Consigne 1: D'après l'intervention sur l'obésité, qui consacrera bientôt un rapport aux polluants et perturbateurs endocriniens ?
Consigne 2: Recopiez fidèlement le passage de l'intervention sur l'obésité qui va de « Intervention de Brigitte » à « à la nourriture. ».

Extrait du document:
++++++

Intervention de Brigitte Bout

Commission des affaires sociales — Réunion du 15 décembre 2010 : 1ère réunion
Organisation de la recherche et perspectives en matière de prévention et de traitement de l'obésité — Présentation du rapport établi au nom de l'office parlementaire d'évaluation des choix scientifiques et technologiques opecst

Photo de Brigitte BoutBrigitte Bout, rapporteur :

J'en viens aux déterminants environnementaux. A la chute des prix agricoles s'ajoute l'incitation à la consommation par la publicité, à laquelle les jeunes enfants sont particulièrement sensibles : le bandeau informatif obligatoire, difficile à lire, ne sert à rien. Il faut aussi mentionner l'augmentation des portions et l'accès illimité à la nourriture.

La sédentarisation, je le répète, a des effets très néfastes. L'impact du développement technologique ne doit pas être négligé. Enfin, de nouveaux déterminants de l'obésité sont apparus : le stress - car les gens stressés compensent leur malaise en mangeant des produits sucrés ou gras -, certains médicaments, les polluants et perturbateurs endocriniens auxquels Gilbert Barbier consacrera bientôt un rapport au nom de l'Opecst. Doit-on considérer l'obésité comme une adaptation physiologique à notre mode de vie ?

++++++

Jeu de données:

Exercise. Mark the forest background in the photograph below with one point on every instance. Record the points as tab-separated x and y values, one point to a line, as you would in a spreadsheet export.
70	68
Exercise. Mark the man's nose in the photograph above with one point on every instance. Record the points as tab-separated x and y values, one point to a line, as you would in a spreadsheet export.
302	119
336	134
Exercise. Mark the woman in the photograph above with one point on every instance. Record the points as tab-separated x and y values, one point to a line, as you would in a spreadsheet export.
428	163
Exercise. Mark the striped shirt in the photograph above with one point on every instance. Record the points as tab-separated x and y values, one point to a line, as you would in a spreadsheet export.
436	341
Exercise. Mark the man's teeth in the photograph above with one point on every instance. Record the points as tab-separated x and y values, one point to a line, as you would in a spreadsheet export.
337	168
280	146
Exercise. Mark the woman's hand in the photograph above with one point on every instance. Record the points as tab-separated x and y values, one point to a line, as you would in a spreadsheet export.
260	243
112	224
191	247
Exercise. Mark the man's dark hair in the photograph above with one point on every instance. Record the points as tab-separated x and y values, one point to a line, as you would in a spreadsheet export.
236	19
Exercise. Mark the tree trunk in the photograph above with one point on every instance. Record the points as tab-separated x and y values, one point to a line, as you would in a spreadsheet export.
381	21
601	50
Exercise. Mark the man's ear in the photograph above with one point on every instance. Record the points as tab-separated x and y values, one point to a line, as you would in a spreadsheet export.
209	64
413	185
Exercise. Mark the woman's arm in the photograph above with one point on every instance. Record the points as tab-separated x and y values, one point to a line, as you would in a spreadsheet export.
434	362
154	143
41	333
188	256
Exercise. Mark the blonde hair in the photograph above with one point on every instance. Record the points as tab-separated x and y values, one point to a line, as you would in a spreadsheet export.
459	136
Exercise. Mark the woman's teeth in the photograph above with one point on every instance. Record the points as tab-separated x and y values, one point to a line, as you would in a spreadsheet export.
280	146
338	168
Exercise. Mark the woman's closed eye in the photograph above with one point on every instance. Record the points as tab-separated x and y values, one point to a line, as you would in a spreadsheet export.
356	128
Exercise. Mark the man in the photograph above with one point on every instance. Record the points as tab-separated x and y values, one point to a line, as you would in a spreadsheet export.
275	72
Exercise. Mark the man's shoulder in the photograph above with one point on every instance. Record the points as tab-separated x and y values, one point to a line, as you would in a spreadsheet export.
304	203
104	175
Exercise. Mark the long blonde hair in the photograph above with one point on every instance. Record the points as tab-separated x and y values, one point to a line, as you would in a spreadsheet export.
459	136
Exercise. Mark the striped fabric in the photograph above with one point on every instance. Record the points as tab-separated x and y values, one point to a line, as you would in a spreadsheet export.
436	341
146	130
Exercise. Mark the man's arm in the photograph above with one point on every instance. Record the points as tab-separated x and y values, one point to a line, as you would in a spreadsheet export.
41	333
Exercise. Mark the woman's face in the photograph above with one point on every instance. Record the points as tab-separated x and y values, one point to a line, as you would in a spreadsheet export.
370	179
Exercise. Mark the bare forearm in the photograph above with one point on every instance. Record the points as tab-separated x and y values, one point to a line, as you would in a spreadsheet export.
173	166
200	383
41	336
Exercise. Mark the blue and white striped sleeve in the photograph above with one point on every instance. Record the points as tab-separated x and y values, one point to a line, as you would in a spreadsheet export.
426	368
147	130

++++++

Réponse attendue 1: Gilbert Barbier, au nom de l'Opecst.

Réponse attendue 2:
Intervention de Brigitte Bout

Commission des affaires sociales — Réunion du 15 décembre 2010 : 1ère réunion
Organisation de la recherche et perspectives en matière de prévention et de traitement de l'obésité — Présentation du rapport établi au nom de l'office parlementaire d'évaluation des choix scientifiques et technologiques opecst

Photo de Brigitte BoutBrigitte Bout, rapporteur :

J'en viens aux déterminants environnementaux. A la chute des prix agricoles s'ajoute l'incitation à la consommation par la publicité, à laquelle les jeunes enfants sont particulièrement sensibles : le bandeau informatif obligatoire, difficile à lire, ne sert à rien. Il faut aussi mentionner l'augmentation des portions et l'accès illimité à la nourriture.